_Extract provided_.
Updating Your Retirement Plan


None of us are getting any younger. And life likely won’t get cheaper. This is why it’s a good idea to check in on your retirement plan at least once a year to make sure everything is where it needs to be – you’re saving enough and your investment portfolio is balanced, among other things.

Since the pandemic upended so many aspects of our lives – then inflation socked it to us again – many people who retired in the last few years have found their money isn’t going as far as they hoped it would. A 2022 Spending in Retirement Survey from the Employee Benefit Research Institute (EBRI) found:

  • 27% of retirees said their spending was much higher or a little higher than they could afford in 2022.
  • 17% of retirees polled in 2020 gave similar answers when the same spending question was asked.
  • 90% of the 2,000 U.S. retirees polled who began spending less on essentials or discretionary items since the pandemic in 2020, said the most common reason they changed their money habits was because of inflation.

The thing about retirement savings is it’s not a one-size-fits-all proposition. Some people have no debt and live in a place with a low cost of living. Others may have a mortgage and pay high property taxes. There are some general parameters on how much people should be saving to ensure they don’t run out of money in retirement.


In the years before retirement, do the math on the following:

  • Find the amount you need to save by determining how much it will cost you to live without a full-time job.
  • Calculate 80-85% of your current living expenses as an estimate for retirement costs.
  • Determine how much you’ll already have coming in from other sources such as Social Security, a pension plan, a 401(k) (which you should draw down at no more than 4% annually) or other plans such as IRAs.

Luckily, there are several retirement calculators out there, including this one from AARP, to help you figure it all out. Visit the online site, answer a few questions, including how much you have already saved in your retirement accounts. This will give you an answer to the question of whether or not you’ve saved enough.

_Dataset_.
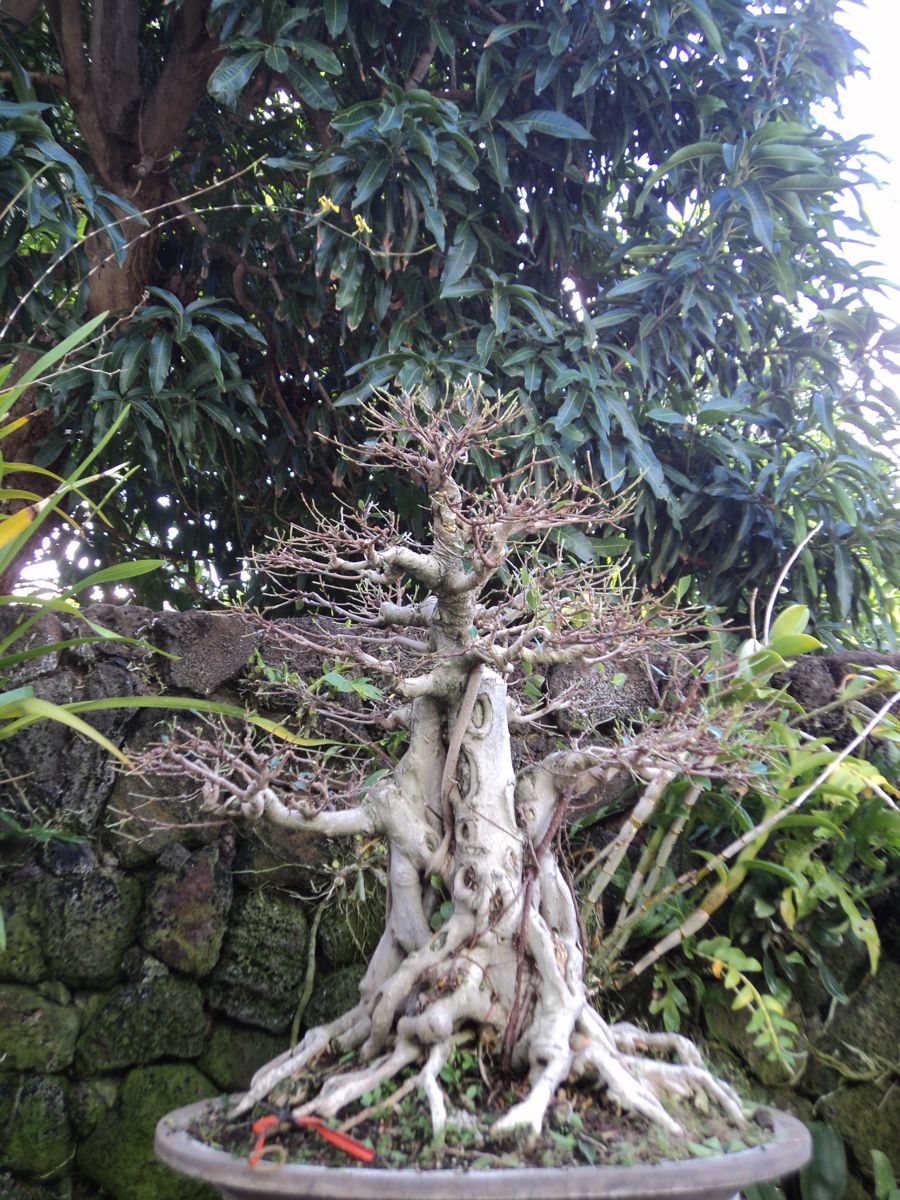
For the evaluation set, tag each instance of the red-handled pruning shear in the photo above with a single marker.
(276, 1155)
...
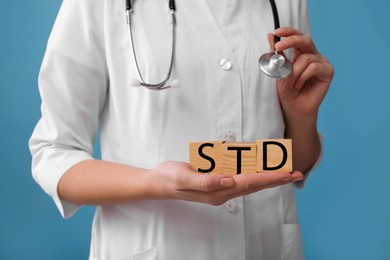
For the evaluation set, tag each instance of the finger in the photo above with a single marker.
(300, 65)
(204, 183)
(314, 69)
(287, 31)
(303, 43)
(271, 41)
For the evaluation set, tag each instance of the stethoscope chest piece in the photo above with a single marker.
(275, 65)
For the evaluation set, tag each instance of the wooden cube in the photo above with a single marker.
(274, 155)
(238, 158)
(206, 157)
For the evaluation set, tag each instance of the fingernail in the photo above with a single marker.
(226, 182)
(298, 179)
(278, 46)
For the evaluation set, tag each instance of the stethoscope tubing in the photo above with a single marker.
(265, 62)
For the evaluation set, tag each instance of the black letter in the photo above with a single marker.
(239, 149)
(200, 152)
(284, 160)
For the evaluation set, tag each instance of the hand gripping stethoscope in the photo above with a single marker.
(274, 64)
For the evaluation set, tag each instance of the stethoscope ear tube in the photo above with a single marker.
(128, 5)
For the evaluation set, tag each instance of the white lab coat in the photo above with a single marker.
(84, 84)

_Tasks to perform_.
(a) Retype the retirement plan article, starting at "None of us are" and ending at "among other things.".
(b) According to the retirement plan article, what percentage of retirees said in 2022 that their spending was much higher or a little higher than they could afford?
You won't need the records.

_Outputs in order_.
(a)
None of us are getting any younger. And life likely won’t get cheaper. This is why it’s a good idea to check in on your retirement plan at least once a year to make sure everything is where it needs to be – you’re saving enough and your investment portfolio is balanced, among other things.

(b) 27%